## Activity
All of the entries need to be written out again, exactly as they are.

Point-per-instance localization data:
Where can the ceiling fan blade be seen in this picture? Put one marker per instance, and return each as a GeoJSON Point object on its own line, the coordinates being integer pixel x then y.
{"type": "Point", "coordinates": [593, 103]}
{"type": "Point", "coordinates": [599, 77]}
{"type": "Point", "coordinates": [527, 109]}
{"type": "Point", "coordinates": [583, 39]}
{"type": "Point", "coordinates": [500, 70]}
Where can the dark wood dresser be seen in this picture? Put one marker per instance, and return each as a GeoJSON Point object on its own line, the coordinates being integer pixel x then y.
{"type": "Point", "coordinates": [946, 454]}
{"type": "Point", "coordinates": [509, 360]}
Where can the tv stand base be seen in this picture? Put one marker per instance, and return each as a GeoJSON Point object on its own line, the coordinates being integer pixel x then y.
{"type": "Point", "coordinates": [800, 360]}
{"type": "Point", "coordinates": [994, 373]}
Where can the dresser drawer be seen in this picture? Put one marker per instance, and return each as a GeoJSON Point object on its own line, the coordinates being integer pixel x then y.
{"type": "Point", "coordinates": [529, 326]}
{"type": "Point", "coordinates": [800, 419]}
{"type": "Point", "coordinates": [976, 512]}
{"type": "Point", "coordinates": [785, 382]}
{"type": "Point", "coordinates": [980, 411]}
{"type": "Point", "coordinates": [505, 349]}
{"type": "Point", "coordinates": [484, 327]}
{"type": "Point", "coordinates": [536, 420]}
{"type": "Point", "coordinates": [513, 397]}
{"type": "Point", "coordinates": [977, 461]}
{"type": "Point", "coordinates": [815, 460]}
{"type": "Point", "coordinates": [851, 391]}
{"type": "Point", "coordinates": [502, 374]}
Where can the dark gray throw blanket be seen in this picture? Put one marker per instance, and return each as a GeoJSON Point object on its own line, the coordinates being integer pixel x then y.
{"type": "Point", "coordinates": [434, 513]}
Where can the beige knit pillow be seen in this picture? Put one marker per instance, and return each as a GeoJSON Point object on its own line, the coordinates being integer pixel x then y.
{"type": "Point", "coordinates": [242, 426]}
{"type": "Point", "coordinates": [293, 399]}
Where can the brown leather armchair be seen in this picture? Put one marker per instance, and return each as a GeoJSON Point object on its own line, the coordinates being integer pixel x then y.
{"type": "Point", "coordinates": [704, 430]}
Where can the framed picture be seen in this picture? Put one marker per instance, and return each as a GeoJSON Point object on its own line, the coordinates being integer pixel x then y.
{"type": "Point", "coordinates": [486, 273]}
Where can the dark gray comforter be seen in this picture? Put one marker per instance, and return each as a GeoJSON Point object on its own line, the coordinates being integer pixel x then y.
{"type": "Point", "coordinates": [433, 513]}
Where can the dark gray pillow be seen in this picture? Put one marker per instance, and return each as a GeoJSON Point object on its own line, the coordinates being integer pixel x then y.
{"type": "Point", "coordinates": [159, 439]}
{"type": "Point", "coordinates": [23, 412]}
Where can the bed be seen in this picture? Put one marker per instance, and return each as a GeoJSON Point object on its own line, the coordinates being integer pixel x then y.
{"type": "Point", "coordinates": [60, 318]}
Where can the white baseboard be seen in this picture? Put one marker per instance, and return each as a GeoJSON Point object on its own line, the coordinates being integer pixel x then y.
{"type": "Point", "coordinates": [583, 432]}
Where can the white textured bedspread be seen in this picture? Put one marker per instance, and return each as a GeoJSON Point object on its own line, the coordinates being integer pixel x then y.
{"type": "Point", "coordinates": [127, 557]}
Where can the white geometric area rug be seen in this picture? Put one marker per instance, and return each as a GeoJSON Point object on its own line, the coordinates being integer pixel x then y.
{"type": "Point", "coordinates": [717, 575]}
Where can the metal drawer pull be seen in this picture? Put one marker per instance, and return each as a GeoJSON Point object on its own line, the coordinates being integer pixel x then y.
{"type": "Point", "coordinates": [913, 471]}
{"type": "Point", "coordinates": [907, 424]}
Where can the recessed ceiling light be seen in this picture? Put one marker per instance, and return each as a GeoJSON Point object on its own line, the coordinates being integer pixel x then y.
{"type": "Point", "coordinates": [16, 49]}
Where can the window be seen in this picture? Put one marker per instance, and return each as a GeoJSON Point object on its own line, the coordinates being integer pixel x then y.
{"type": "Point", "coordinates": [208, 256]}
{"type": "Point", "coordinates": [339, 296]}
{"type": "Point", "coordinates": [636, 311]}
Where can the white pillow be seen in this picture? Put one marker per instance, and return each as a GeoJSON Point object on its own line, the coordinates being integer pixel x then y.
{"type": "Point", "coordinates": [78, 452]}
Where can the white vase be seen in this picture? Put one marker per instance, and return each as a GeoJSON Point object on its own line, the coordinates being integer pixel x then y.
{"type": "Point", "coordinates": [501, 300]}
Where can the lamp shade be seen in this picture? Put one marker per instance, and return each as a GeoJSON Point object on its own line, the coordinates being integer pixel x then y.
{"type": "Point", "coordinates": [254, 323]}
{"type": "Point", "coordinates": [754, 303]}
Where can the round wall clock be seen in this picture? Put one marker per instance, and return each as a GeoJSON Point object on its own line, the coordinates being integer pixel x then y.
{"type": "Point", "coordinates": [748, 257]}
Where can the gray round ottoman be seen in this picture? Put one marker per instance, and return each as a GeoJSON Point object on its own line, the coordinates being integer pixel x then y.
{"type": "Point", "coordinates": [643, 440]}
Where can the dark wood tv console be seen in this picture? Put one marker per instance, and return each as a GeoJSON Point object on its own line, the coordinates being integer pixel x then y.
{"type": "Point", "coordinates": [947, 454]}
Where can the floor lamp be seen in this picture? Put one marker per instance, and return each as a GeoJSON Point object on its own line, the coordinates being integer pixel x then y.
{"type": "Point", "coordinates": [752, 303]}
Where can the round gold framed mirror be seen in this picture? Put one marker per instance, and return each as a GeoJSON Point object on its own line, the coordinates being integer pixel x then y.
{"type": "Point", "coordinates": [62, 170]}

## Answer to the problem
Where can the ceiling fan blade be seen in this picture? Put one marker per instance, and return each as a GeoJSON Point object on its own line, the coordinates being integer pixel x then y.
{"type": "Point", "coordinates": [593, 103]}
{"type": "Point", "coordinates": [599, 77]}
{"type": "Point", "coordinates": [527, 109]}
{"type": "Point", "coordinates": [583, 39]}
{"type": "Point", "coordinates": [500, 70]}
Where can the dark wood dresser be seen in this picture? Put one marker per instance, and return each as a GeoJSON Point object on its own line, the coordinates being integer pixel x then y.
{"type": "Point", "coordinates": [946, 454]}
{"type": "Point", "coordinates": [509, 360]}
Where can the tv stand base be seen in this picture? Put one marker per instance, and return each as a GeoJSON Point object on its own line, the coordinates being integer pixel x then y.
{"type": "Point", "coordinates": [800, 360]}
{"type": "Point", "coordinates": [994, 373]}
Where can the dresser drawer be seen in this picture? Put one marker per instance, and return each as a GeoJSON Point object on its own line, the coordinates being integer pixel x then y.
{"type": "Point", "coordinates": [529, 326]}
{"type": "Point", "coordinates": [800, 419]}
{"type": "Point", "coordinates": [976, 512]}
{"type": "Point", "coordinates": [785, 382]}
{"type": "Point", "coordinates": [980, 411]}
{"type": "Point", "coordinates": [505, 349]}
{"type": "Point", "coordinates": [484, 327]}
{"type": "Point", "coordinates": [536, 420]}
{"type": "Point", "coordinates": [513, 397]}
{"type": "Point", "coordinates": [977, 461]}
{"type": "Point", "coordinates": [815, 460]}
{"type": "Point", "coordinates": [851, 391]}
{"type": "Point", "coordinates": [502, 374]}
Where can the dark gray throw blanket be seen in this picture? Put one marker per instance, and return each as a GeoJSON Point object on its own line, the coordinates being integer pixel x then y.
{"type": "Point", "coordinates": [434, 513]}
Where can the beige knit pillow be seen in this picture? Put one marker per instance, and return each as a GeoJSON Point object on its own line, the coordinates being integer pixel x then y.
{"type": "Point", "coordinates": [242, 426]}
{"type": "Point", "coordinates": [293, 399]}
Where can the brown leather armchair be seen in this picture? Put one marker per instance, and return each as a GeoJSON Point object on its own line, the coordinates being integer pixel x then y.
{"type": "Point", "coordinates": [704, 430]}
Where can the framed picture be seen in this picture? Put one marker per instance, and return each as a GeoJSON Point object on its own line, the coordinates being integer pixel x then y.
{"type": "Point", "coordinates": [486, 273]}
Where can the dark gray comforter be seen in this picture? Put one marker per instance, and return each as a GeoJSON Point object on its own line, the coordinates being integer pixel x then y.
{"type": "Point", "coordinates": [433, 513]}
Where can the dark gray pillow be seen in this picture? Put one marker per instance, and return each as a GeoJSON Point object on its own line, the coordinates being integer pixel x then y.
{"type": "Point", "coordinates": [159, 439]}
{"type": "Point", "coordinates": [23, 412]}
Where can the bed be seen in this picture? Put one marker per instance, and return each as a GeoJSON Point object on its own line, the coordinates being integer pixel x then y.
{"type": "Point", "coordinates": [60, 318]}
Where can the white baseboard be seen in this picture? Put one marker per instance, and return each as a GeoJSON Point object on its own line, the coordinates being integer pixel x then y.
{"type": "Point", "coordinates": [583, 432]}
Where can the white textured bedspread be seen in this picture? Put one marker per instance, and return each as a GeoJSON Point object on its own line, the coordinates being integer pixel x then y.
{"type": "Point", "coordinates": [127, 557]}
Where can the white geometric area rug be seen in this picture? Put one marker per instance, and return each as a GeoJSON Point object on its own line, the coordinates being integer pixel x then y.
{"type": "Point", "coordinates": [717, 575]}
Where can the metal drawer pull be seen in this picture? Put one marker per instance, and return each as a GeoJSON Point object on its own line, the coordinates being integer pixel x then y.
{"type": "Point", "coordinates": [913, 471]}
{"type": "Point", "coordinates": [907, 424]}
Where can the recessed ceiling light be seen in this picture? Put one marker per instance, and return each as a GeoJSON Point object on its own line, the coordinates being integer pixel x then y.
{"type": "Point", "coordinates": [16, 49]}
Where can the window be seen in this picture? Put one marker per instance, and return each as a GeoJSON Point object on its own line, the coordinates being integer pixel x then y.
{"type": "Point", "coordinates": [208, 256]}
{"type": "Point", "coordinates": [339, 296]}
{"type": "Point", "coordinates": [636, 311]}
Where can the white pillow be seen in this picture? Put one marker per instance, and return each as a GeoJSON Point object on its own line, the coordinates being integer pixel x then y.
{"type": "Point", "coordinates": [78, 452]}
Where can the white vase be seen in this picture? Put one marker per instance, and return each as a GeoJSON Point object on its own line, the coordinates being integer pixel x then y.
{"type": "Point", "coordinates": [501, 300]}
Where can the lamp shade be seen in this picture? Put one marker per instance, and return each as a GeoJSON Point object on its own line, the coordinates being integer pixel x then y.
{"type": "Point", "coordinates": [254, 323]}
{"type": "Point", "coordinates": [754, 303]}
Where can the round wall clock be seen in this picture? Put one marker per instance, and return each as a GeoJSON Point object on its own line, the coordinates being integer pixel x then y.
{"type": "Point", "coordinates": [748, 257]}
Where can the gray round ottoman be seen in this picture? Put one marker per instance, and return each as a GeoJSON Point object on its own line, the coordinates being integer pixel x then y.
{"type": "Point", "coordinates": [643, 440]}
Where can the dark wood tv console be seen in this picture? Put one marker per instance, and return each as a GeoJSON Point object on its own line, the coordinates being integer pixel x then y.
{"type": "Point", "coordinates": [947, 454]}
Where can the floor lamp be seen in this picture? Put one marker per instance, and return each as a GeoJSON Point object on its own line, the coordinates being integer pixel x then y.
{"type": "Point", "coordinates": [752, 303]}
Where can the round gold framed mirror be seen in this picture? Put one marker per instance, and return each as a GeoJSON Point object on its own line, the coordinates being integer pixel x then y.
{"type": "Point", "coordinates": [62, 170]}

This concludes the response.